-- GIVEN RECORDS --
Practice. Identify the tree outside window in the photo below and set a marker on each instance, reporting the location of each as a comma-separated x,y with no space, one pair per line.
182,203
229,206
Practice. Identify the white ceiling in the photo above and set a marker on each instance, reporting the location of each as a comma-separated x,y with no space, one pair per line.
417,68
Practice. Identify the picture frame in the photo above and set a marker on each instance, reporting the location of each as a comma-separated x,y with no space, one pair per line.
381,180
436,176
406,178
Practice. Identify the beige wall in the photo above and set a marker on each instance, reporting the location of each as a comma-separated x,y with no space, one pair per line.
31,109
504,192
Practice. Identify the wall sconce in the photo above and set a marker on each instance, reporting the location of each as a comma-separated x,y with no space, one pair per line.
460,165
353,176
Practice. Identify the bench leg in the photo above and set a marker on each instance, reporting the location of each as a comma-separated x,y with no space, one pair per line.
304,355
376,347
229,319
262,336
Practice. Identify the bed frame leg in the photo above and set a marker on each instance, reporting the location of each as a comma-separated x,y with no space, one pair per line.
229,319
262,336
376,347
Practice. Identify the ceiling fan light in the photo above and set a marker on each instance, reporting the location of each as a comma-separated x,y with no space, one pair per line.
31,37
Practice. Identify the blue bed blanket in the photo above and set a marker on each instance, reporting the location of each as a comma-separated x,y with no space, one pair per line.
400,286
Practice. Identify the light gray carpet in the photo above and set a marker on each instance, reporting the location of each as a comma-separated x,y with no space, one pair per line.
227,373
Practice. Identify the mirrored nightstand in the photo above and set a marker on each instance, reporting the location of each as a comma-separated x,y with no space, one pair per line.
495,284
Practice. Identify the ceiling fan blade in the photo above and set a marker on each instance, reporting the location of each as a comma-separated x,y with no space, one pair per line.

-- WHAT IS EXPECTED --
Above are some records; extract every one of them exactly.

-- OUTPUT FOR THIS TASK --
Practice. Identify the tree outside window in the photo below and set a marker on each instance, reporting the location of each as a comma-separated x,y with no space, one pair per line.
182,203
229,206
Practice. Identify the white ceiling in the photo above and set a marker on each instance, reporting the location of each as a comma-separated x,y with no space, one pair per line.
417,68
Practice. Identify the picture frame in the photo above and set a marker on each instance, reporting the location of each as a comma-separated x,y with no space, one pair per line.
381,180
436,176
406,178
Practice. Identify the beige wall in the photo above and set a marker on each instance, reporting the location of each as a comma-separated x,y with no space, one pair per line.
31,109
504,192
Practice. Identify the wall sconce in the photo above and set a marker on each instance, reporting the location of each as a comma-separated x,y with no space, one pair per line.
460,165
353,176
Practice. Identify the bench leg in the photo above and set a marker on each instance, reporting the location of each as a comma-separated x,y with no space, one pair per line.
304,355
376,347
229,319
262,336
Practice. Identify the bed frame leg in the photo above and set a marker on each instance, reporting the location of each as a comma-separated x,y with no space, one pair per line.
229,319
262,336
376,347
Practice. Identify the ceiling fan light in the photo above and set a marker on each instance, reporting the location of each as a comma-separated x,y with no space, one pair per line.
31,37
Practice. Identify the blue bed blanket in the photo above and set a marker on each instance, reporting the location of each as a comma-separated x,y with no space, one pair per line.
400,286
Practice. Identify the light gray carpet in the photo above and set a marker on each instance, reporting the location of each as a comma-separated x,y with no space, one pair per line.
227,373
Practice. Identify the mirrored nightstand in the photo above and set a marker on each instance, reporting the location of each as a comma-separated x,y with no space, one pair per line.
495,284
Practice. Identify the ceiling fan blade in the photo above and set a marker on each instance, reporting the location of each as a comma-separated x,y with no space, one pair per line.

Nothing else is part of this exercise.